Exercise data:

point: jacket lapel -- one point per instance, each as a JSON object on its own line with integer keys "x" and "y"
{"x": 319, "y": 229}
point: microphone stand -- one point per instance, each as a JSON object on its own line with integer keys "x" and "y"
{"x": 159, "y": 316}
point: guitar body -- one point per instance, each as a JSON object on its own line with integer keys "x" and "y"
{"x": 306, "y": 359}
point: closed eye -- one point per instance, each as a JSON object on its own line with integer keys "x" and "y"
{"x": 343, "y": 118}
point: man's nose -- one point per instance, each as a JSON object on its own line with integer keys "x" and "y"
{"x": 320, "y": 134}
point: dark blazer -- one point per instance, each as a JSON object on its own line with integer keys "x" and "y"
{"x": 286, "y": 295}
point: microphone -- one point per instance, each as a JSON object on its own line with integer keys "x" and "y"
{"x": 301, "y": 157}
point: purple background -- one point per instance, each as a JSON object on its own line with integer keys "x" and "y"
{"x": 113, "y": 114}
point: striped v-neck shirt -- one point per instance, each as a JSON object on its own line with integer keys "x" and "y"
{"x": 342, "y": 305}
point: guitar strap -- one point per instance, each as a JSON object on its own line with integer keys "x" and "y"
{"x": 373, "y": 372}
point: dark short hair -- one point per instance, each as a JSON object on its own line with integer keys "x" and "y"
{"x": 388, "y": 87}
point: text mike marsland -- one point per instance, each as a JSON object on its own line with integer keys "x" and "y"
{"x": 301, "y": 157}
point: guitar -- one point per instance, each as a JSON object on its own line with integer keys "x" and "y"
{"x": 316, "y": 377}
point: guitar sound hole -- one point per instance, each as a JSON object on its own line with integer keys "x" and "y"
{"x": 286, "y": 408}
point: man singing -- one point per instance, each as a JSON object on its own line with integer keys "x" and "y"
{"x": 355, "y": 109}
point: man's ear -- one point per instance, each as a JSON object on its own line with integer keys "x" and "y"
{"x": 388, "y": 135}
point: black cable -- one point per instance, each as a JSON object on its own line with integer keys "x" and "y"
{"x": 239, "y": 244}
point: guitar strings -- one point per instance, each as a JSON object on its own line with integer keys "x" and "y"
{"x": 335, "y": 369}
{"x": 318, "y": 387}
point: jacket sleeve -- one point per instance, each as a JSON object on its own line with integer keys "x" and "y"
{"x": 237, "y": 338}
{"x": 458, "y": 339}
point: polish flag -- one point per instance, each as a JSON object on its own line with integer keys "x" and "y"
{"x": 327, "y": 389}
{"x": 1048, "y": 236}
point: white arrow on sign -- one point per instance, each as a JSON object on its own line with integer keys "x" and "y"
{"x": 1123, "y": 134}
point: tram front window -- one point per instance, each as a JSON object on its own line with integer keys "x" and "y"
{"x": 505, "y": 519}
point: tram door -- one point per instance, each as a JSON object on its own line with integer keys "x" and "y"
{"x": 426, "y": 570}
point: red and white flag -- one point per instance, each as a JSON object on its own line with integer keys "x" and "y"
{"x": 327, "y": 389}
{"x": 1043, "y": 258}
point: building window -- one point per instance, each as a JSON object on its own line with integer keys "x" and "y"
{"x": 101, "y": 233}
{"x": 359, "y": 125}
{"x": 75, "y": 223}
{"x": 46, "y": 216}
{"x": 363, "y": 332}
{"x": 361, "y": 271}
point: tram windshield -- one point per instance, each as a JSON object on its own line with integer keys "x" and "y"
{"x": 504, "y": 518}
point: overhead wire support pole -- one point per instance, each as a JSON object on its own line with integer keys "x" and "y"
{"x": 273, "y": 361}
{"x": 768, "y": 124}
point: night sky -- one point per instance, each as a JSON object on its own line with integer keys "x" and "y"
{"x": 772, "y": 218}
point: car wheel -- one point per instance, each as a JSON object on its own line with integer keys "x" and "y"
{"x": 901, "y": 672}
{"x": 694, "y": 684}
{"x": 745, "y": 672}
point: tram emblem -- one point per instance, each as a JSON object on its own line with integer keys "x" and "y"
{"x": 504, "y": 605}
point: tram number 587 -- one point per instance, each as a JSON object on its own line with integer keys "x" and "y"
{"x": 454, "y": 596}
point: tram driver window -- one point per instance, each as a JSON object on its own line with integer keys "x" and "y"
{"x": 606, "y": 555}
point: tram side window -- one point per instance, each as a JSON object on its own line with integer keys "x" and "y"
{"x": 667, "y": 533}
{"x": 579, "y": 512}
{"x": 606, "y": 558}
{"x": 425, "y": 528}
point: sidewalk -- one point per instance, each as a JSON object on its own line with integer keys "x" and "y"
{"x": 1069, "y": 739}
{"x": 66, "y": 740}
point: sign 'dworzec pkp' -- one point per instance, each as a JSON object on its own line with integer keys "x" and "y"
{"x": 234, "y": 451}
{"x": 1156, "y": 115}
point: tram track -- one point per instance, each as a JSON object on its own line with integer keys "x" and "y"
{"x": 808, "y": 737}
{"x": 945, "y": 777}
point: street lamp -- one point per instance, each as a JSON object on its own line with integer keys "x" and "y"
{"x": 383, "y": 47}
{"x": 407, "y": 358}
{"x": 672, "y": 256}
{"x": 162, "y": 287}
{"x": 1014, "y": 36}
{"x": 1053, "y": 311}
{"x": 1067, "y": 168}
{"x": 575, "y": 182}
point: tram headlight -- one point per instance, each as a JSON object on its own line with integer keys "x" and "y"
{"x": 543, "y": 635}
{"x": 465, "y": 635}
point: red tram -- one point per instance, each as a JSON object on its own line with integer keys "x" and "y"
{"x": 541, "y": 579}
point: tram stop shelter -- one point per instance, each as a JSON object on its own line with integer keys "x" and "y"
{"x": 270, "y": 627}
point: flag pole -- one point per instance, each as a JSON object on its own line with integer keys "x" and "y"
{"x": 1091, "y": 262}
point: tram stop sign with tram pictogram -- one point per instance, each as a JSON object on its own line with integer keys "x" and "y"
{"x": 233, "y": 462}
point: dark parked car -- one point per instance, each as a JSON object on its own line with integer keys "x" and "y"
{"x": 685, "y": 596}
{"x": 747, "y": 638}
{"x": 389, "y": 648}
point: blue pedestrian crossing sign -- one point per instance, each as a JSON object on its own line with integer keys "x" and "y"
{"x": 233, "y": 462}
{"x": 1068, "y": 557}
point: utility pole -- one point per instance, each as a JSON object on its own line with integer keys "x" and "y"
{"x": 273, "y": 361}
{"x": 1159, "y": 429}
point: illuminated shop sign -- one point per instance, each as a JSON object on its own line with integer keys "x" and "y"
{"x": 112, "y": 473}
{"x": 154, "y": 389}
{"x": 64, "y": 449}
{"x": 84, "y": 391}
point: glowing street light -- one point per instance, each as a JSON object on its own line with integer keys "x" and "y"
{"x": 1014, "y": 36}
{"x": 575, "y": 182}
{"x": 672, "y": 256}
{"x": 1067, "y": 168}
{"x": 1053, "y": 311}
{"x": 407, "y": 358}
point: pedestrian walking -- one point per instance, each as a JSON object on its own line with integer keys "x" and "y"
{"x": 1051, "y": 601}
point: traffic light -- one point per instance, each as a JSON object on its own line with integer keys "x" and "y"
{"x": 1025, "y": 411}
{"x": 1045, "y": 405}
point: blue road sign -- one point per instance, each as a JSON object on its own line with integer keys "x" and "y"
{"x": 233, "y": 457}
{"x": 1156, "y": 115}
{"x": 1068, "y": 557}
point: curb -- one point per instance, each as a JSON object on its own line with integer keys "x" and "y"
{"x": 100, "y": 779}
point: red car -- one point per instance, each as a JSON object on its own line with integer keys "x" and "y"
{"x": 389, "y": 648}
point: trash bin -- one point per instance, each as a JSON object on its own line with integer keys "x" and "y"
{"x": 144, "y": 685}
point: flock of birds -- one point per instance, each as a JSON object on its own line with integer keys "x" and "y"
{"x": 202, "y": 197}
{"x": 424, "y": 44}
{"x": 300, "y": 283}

Required task:
Put the lines starting at the one that contains "point: flock of" and ending at the end of the lines into a Markdown table with the columns Row and Line, numbering each row and leaving out blank lines. Include only these lines.

Output:
| Row | Line |
|---|---|
| 1 | point: flock of birds -- one point per instance, each as a JSON object on its own line with integer keys "x" and "y" |
| 2 | {"x": 202, "y": 197} |
| 3 | {"x": 424, "y": 44} |
| 4 | {"x": 300, "y": 283} |